- Coat of arms
- Location in Norway
- Coordinates: 60°47′43″N 11°04′59″E﻿ / ﻿60.7952°N 11.0830°E
- Country: Norway
- Disestablished: 1 Jan 2020
- Administrative center: Hamar

Government
- • County mayor: Dag Rønning
- ISO 3166 code: NO-04
- Transit authority: Hedmark Trafikk

= Hedmark County Municipality =

Hedmark County Municipality (Hedmark fylkeskommune) was the regional governing administration of the old Hedmark county in Norway. The county municipality was established in its most recent form on 1 January 1976 when the law was changed to allow elected county councils in Norway. The county municipality was dissolved on 1 January 2020, when Hedmark was merged with the neighboring Oppland county, creating the new Innlandet county which is led by the Innlandet County Municipality. The administrative seat is located in Hamar and the county mayor was Dag Rønning of the Centre Party.

The main responsibilities of the county municipality included the running of all of the upper secondary schools. It managed all the county roadways, public transport, dental care, culture, and cultural heritage sites in the county. Public transport was managed through Hedmark Trafikk.

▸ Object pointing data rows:
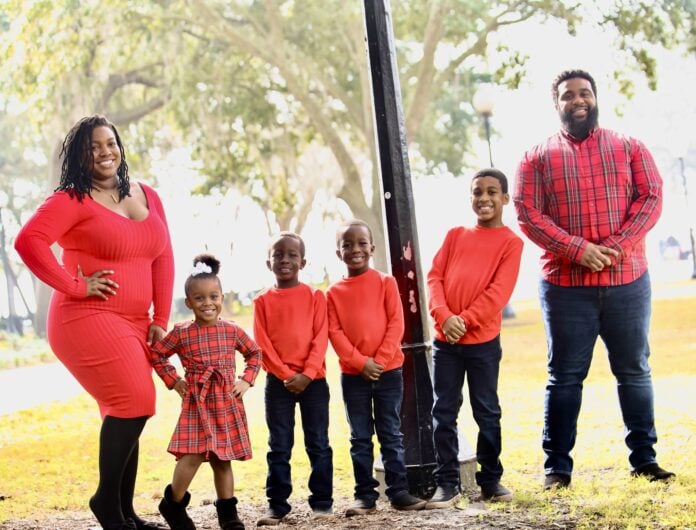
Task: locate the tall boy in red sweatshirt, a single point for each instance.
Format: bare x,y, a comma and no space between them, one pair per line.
471,279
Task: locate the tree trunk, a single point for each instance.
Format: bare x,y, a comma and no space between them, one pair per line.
42,292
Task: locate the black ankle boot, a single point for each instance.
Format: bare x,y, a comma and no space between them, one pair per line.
175,512
227,514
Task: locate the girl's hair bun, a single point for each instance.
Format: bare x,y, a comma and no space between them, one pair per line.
209,260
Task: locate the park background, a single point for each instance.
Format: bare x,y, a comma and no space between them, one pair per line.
250,117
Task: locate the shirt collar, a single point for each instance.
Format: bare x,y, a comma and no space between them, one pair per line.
572,138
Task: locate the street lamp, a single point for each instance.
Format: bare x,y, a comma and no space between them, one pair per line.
682,167
483,101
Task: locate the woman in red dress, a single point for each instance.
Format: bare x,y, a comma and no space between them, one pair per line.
212,426
116,267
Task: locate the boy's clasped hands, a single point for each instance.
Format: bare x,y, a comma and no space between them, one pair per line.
371,371
297,383
454,329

▸ WHAT YOU ARE ASKED TO DO:
From the text about Hedmark County Municipality, set down the part that opens with the words containing "Hedmark County Municipality (Hedmark" and closes with "the Centre Party.". The material is separate from the text about Hedmark County Municipality.

▸ CORRECT ANSWER:
Hedmark County Municipality (Hedmark fylkeskommune) was the regional governing administration of the old Hedmark county in Norway. The county municipality was established in its most recent form on 1 January 1976 when the law was changed to allow elected county councils in Norway. The county municipality was dissolved on 1 January 2020, when Hedmark was merged with the neighboring Oppland county, creating the new Innlandet county which is led by the Innlandet County Municipality. The administrative seat is located in Hamar and the county mayor was Dag Rønning of the Centre Party.